● What is being asked: Convert the rows into a numbered list, starting at the line that contains "Find the asphalt pavement" and ending at the last line of the rows. Leave out any blank lines.

● Given records:
+---+
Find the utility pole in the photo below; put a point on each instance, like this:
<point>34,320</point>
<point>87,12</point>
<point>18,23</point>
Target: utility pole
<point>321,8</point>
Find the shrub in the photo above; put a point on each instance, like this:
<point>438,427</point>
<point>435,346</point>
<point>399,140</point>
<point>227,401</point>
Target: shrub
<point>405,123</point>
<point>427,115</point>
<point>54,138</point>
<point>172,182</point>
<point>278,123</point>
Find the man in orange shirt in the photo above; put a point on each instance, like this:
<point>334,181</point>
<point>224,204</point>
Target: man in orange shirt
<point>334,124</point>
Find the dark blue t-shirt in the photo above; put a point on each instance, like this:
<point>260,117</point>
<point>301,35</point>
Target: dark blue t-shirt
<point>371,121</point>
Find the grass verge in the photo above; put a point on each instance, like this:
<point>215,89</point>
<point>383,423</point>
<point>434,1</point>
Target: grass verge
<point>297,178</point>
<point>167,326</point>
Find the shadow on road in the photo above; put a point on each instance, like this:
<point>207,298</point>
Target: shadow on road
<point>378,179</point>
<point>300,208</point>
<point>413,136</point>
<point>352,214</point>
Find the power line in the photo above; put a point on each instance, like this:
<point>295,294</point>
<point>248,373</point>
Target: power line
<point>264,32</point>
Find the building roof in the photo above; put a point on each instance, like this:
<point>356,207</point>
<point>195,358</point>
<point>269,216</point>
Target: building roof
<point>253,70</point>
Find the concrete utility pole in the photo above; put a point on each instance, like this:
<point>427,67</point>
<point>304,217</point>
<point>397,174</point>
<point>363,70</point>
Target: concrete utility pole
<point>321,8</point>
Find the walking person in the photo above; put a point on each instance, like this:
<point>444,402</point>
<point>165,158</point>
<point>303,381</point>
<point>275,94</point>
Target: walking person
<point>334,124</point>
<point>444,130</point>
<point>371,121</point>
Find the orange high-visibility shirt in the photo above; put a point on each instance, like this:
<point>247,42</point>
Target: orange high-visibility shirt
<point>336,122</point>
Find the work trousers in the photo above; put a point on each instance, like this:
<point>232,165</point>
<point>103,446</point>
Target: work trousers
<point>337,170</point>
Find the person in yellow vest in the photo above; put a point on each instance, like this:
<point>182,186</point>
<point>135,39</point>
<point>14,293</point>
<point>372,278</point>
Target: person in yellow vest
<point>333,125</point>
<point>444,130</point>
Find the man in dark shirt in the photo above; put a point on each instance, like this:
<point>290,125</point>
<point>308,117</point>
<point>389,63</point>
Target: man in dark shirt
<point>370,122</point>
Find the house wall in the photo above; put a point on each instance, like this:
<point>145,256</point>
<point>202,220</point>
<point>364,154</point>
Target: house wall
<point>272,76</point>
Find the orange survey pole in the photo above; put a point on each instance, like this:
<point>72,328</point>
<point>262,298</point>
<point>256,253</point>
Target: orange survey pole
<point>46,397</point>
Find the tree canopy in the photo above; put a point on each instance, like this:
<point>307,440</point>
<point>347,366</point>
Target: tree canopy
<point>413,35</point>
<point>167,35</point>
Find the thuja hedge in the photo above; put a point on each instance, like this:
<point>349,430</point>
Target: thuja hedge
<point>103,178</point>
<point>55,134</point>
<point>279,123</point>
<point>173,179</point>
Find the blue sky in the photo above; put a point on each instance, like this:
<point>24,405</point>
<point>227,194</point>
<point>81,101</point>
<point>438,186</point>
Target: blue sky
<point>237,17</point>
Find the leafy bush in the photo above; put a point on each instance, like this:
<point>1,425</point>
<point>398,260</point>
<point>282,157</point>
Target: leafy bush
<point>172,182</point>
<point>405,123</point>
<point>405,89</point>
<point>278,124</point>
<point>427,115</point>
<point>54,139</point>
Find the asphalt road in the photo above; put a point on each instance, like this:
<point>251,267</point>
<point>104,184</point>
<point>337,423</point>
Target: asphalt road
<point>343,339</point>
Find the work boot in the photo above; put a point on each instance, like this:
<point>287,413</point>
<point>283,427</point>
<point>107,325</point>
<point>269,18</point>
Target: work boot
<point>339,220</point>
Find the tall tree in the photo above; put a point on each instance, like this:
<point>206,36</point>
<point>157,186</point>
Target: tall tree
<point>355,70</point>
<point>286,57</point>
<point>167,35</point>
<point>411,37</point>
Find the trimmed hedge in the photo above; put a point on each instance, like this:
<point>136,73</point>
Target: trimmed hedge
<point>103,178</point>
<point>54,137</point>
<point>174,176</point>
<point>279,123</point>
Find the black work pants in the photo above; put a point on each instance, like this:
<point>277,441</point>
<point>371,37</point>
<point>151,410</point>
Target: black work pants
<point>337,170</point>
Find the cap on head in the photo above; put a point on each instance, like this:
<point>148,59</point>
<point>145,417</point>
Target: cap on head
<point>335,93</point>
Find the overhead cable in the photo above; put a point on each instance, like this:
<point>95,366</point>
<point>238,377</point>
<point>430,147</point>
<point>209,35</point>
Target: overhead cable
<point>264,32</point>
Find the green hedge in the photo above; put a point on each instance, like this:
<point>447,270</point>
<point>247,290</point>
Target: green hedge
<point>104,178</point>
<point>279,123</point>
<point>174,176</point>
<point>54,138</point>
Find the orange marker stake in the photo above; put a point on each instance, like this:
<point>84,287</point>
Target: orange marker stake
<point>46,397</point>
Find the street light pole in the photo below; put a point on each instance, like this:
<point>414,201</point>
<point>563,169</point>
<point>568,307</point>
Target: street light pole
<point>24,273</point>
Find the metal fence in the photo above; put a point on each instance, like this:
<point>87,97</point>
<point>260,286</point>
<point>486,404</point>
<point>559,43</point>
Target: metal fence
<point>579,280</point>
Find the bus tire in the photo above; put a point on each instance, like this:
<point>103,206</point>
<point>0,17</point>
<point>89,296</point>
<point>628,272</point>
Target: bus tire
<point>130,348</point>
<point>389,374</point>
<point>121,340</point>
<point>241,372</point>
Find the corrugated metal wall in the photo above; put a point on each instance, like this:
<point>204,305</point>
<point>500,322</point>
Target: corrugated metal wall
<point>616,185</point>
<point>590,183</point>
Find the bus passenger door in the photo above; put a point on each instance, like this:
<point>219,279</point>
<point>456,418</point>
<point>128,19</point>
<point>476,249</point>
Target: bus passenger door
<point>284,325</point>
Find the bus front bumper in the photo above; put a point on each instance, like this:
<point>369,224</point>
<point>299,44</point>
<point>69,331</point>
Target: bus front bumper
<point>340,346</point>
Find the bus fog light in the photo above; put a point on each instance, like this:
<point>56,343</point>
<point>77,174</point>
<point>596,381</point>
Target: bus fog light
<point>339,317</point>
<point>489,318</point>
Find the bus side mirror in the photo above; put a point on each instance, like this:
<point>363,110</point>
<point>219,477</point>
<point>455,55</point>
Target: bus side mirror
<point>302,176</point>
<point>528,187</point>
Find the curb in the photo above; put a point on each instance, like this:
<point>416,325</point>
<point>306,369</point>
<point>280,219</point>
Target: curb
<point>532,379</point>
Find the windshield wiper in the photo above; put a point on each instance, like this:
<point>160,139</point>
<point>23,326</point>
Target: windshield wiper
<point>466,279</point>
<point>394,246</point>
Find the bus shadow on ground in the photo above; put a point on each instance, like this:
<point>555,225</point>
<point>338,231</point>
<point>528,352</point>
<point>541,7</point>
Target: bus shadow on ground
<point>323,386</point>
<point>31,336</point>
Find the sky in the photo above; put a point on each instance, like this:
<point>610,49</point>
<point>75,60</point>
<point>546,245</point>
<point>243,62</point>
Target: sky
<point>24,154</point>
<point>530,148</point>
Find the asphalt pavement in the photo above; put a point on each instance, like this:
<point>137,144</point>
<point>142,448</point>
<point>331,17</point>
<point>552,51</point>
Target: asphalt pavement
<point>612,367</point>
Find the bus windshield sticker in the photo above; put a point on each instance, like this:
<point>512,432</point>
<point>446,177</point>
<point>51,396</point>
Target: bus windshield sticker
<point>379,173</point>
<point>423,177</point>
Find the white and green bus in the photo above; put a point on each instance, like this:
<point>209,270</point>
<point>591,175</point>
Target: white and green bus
+---+
● Task output:
1. Find the asphalt pavement in the photo above; put a point on each instance, like this:
2. <point>137,144</point>
3. <point>142,448</point>
4. <point>331,17</point>
5. <point>552,51</point>
6. Target: asphalt pavement
7. <point>612,367</point>
8. Find the bus windshield sticker in the photo above; put a point on each instance, like this:
9. <point>512,432</point>
10. <point>446,177</point>
11. <point>51,396</point>
12. Target: bus windshield sticker
13. <point>379,173</point>
14. <point>423,177</point>
15. Find the white and green bus in the photo above; put a point on each instance, like this:
16. <point>209,270</point>
17. <point>591,175</point>
18. Target: white and green bus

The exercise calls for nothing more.